_Set problem_
Turn every line of the entries below into a numbered list, leaving out any blank lines.

_Record list_
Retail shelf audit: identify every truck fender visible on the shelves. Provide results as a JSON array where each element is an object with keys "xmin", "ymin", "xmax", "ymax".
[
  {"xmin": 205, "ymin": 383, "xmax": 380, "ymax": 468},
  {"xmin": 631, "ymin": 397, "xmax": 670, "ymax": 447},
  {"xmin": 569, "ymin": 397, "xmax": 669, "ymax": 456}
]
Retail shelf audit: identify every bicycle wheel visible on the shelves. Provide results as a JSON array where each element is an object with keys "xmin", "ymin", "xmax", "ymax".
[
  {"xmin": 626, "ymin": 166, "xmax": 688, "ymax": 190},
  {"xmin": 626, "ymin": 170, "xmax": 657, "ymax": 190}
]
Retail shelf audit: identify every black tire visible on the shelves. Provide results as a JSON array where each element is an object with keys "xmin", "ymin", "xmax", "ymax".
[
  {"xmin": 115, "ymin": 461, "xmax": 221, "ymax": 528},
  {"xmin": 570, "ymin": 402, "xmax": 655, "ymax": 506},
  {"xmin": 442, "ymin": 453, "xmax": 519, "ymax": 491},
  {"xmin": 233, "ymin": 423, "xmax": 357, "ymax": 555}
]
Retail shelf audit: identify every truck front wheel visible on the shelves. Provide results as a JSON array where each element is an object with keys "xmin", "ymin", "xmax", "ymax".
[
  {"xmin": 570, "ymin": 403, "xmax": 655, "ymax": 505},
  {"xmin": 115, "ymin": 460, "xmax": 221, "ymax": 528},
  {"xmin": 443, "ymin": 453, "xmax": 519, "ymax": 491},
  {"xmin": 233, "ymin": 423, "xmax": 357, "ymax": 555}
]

_Result_
1. Retail shelf audit: identify every truck fender visible on the shelves. Provide results as a JSON array where each element is an object with keys "xmin", "ymin", "xmax", "ymax".
2. [
3.   {"xmin": 205, "ymin": 383, "xmax": 380, "ymax": 468},
4.   {"xmin": 631, "ymin": 397, "xmax": 670, "ymax": 447},
5.   {"xmin": 569, "ymin": 397, "xmax": 669, "ymax": 456}
6. ]
7. Retail shelf audit: identify every bicycle wheel visible on the shelves. Provide results as a JSON array where each element is an object with keys "xmin", "ymin", "xmax", "ymax".
8. [
9.   {"xmin": 626, "ymin": 166, "xmax": 688, "ymax": 190},
10.   {"xmin": 626, "ymin": 170, "xmax": 657, "ymax": 190}
11. ]
12. Retail shelf audit: identify every black tire visible on the shelves. Provide results as a JSON array where each element is an object with keys "xmin", "ymin", "xmax", "ymax".
13. [
14.   {"xmin": 115, "ymin": 461, "xmax": 221, "ymax": 528},
15.   {"xmin": 570, "ymin": 402, "xmax": 655, "ymax": 506},
16.   {"xmin": 442, "ymin": 453, "xmax": 519, "ymax": 491},
17.   {"xmin": 233, "ymin": 423, "xmax": 357, "ymax": 555}
18. ]
19. Retail shelf audit: identify every truck front wheel visible on the shelves. Provide results as a JSON array where each element is an object with keys "xmin", "ymin", "xmax", "ymax".
20. [
21.   {"xmin": 570, "ymin": 403, "xmax": 655, "ymax": 505},
22.   {"xmin": 115, "ymin": 460, "xmax": 221, "ymax": 528},
23.   {"xmin": 443, "ymin": 453, "xmax": 519, "ymax": 491},
24.   {"xmin": 233, "ymin": 423, "xmax": 357, "ymax": 555}
25. ]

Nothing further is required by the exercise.